----- Extrait source

Quand nous avons créé SyFantasy.fr, nous avons dû réfléchir aux différents médias que nous allions aborder, quels arts seraient susceptibles de diffuser les cultures de l'imaginaire. Forcément, il a fallu faire quelques coupes sèches, certaines qui brisent le cœur. La musique, par exemple. Pourtant, elle n'est pas en reste pour diffuser des idées de mondes incroyables sortis de l'imagination débordante d'artistes qui travaillent le son plus que l'image. Ce n'est pas nouveau pourtant, les symphonies d'Antonin Dvorák sont des œuvres de fantasy avant l'heure, de grandes sagas épiques et un tantinet pompières.

----------

Consignes de l'exercice:
[a] D'après l'extrait source, de quel compositeur les symphonies sont-elles qualifiées d'œuvres de fantasy avant l'heure ?
[b] Recopiez mot pour mot le passage de l'extrait source qui commence aux mots « Quand nous avons » et s'arrête après « un tantinet pompières. ».
Appuyez-vous uniquement sur l'extrait source pour répondre.

----- Lignes de données

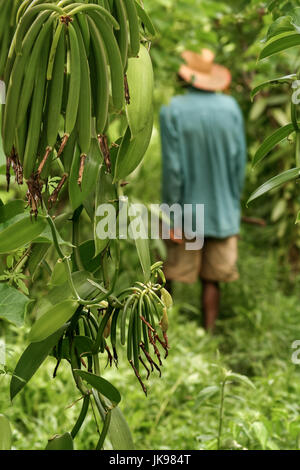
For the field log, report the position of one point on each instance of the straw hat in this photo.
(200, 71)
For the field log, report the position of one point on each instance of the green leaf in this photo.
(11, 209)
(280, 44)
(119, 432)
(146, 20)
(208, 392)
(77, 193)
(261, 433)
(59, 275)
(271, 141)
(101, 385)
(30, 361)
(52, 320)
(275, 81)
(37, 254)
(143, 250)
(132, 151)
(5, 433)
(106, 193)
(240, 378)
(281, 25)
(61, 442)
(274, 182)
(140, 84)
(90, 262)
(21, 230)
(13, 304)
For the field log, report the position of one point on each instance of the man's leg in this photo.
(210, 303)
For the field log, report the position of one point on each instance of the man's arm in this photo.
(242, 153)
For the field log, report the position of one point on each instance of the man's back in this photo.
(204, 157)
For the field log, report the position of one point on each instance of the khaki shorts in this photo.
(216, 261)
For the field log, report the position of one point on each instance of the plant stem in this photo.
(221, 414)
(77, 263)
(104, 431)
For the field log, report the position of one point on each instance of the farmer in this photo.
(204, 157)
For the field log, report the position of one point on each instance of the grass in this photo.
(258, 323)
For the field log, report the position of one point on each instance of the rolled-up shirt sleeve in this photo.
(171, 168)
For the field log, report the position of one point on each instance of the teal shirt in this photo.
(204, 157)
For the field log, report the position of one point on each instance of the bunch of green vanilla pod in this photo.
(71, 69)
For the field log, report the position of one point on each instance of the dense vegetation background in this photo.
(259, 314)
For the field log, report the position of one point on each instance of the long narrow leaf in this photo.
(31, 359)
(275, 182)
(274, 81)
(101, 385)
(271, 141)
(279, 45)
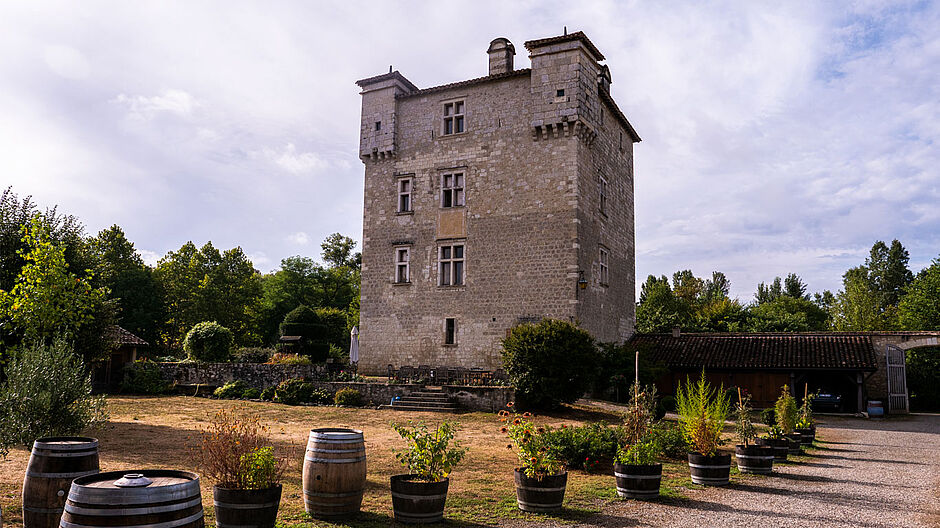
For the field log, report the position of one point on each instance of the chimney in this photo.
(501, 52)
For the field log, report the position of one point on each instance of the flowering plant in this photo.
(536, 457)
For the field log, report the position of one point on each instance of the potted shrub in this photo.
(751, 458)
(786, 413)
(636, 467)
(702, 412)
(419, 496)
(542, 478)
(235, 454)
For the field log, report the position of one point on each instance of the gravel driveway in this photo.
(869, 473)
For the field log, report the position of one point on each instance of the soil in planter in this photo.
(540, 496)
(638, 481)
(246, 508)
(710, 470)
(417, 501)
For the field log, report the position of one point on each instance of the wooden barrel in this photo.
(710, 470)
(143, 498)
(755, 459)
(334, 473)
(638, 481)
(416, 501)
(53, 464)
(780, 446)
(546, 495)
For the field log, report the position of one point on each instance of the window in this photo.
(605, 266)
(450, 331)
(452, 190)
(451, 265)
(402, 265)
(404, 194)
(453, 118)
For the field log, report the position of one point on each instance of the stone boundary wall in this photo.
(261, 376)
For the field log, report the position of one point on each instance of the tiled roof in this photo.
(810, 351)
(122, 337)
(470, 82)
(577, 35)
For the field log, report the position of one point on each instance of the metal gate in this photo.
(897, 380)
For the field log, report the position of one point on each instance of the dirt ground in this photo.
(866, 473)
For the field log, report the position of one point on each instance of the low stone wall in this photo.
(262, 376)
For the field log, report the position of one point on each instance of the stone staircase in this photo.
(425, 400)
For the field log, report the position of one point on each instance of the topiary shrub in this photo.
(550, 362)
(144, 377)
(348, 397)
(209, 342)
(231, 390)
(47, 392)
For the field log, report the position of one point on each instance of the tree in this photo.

----------

Résultats dans l'ordre:
[a] Antonin Dvorák.

[b]
Quand nous avons créé SyFantasy.fr, nous avons dû réfléchir aux différents médias que nous allions aborder, quels arts seraient susceptibles de diffuser les cultures de l'imaginaire. Forcément, il a fallu faire quelques coupes sèches, certaines qui brisent le cœur. La musique, par exemple. Pourtant, elle n'est pas en reste pour diffuser des idées de mondes incroyables sortis de l'imagination débordante d'artistes qui travaillent le son plus que l'image. Ce n'est pas nouveau pourtant, les symphonies d'Antonin Dvorák sont des œuvres de fantasy avant l'heure, de grandes sagas épiques et un tantinet pompières.